Records drawn from a dataset.
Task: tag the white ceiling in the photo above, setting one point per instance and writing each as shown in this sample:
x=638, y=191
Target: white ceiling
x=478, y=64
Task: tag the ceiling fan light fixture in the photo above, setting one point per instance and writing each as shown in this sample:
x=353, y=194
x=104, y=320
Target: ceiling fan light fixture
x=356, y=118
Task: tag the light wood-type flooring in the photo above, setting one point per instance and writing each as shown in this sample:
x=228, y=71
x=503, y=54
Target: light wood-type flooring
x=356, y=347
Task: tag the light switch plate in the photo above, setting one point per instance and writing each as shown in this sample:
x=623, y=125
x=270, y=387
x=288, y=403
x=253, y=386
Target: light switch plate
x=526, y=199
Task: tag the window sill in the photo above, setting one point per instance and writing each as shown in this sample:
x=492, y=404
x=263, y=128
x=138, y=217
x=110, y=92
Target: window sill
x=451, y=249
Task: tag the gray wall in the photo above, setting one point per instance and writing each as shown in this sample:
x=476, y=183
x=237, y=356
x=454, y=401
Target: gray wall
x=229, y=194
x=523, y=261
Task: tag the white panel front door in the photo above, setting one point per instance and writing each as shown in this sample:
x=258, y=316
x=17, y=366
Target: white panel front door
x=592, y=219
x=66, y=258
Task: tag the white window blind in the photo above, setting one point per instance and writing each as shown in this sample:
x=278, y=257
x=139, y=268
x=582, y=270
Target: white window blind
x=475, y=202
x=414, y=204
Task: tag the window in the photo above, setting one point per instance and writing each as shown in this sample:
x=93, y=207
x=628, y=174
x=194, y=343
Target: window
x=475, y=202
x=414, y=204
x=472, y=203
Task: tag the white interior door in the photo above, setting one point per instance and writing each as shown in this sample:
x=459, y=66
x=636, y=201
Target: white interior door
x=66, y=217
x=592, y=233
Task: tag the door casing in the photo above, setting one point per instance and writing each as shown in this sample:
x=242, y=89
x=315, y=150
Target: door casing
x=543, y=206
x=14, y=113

YOUR TASK. Exact repetition of every entry in the data is required.

REPLY TO THE EXERCISE.
Task: tag the white ceiling in the photo above, setting one point per instance and writing each as shown in this sample:
x=638, y=191
Target: white ceiling
x=478, y=64
Task: tag the ceiling fan light fixture in the photo above, setting one point per instance and writing each as shown in this sample:
x=353, y=194
x=104, y=320
Target: ceiling fan light fixture
x=356, y=118
Task: tag the light wood-type flooring in the photo above, setting one point per instance and writing each as shown in this sample:
x=228, y=71
x=503, y=54
Target: light wood-type flooring
x=356, y=347
Task: tag the light switch plate in the photo above, setting one point per instance and writing each as shown in this sample:
x=623, y=125
x=270, y=387
x=288, y=403
x=253, y=386
Target: light switch plate
x=526, y=199
Task: tag the window sill in the photo above, setting one point per instance and writing each as shown in this sample:
x=492, y=404
x=263, y=128
x=138, y=217
x=110, y=92
Target: window sill
x=451, y=249
Task: tag the gray wall in the photo above, setting one point per instance and writing each as shown in this sample:
x=476, y=183
x=237, y=356
x=454, y=401
Target: gray wall
x=229, y=194
x=523, y=261
Task: tag the white panel front door in the photo above, setting one point per instance and writing each as shown in this sample:
x=258, y=316
x=17, y=366
Target: white panel front door
x=592, y=219
x=66, y=258
Task: tag the white window blind in the photo above, setting one point per instance and writing each as shown in this sample:
x=278, y=257
x=139, y=268
x=582, y=270
Target: white window blind
x=475, y=202
x=414, y=204
Task: tag the window in the photo above, setting one point per instance and writing each as shown in this sample:
x=93, y=207
x=628, y=174
x=194, y=343
Target: window
x=475, y=202
x=414, y=204
x=472, y=203
Task: tag the white interior door in the photo above, setting one point per instance and writing each as shown in this sample:
x=459, y=66
x=636, y=201
Target: white interior door
x=66, y=217
x=592, y=233
Task: tag the door casing in the photo above, setting one point per instance and writing each as shown in this sample:
x=242, y=89
x=315, y=150
Target: door casing
x=543, y=206
x=14, y=113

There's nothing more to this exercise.